→ **Aim of the exercise**
In your reply, reproduce the lines from the first one below to the line containing "When queried with", inclusive, exactly as they stand.

Data items
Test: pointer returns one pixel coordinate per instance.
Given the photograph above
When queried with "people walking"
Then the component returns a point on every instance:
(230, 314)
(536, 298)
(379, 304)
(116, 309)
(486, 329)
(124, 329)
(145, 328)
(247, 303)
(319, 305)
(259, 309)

→ **Solution to the problem**
Test: pointer returns one pixel coordinate per instance.
Given the photograph above
When queried with "people walking"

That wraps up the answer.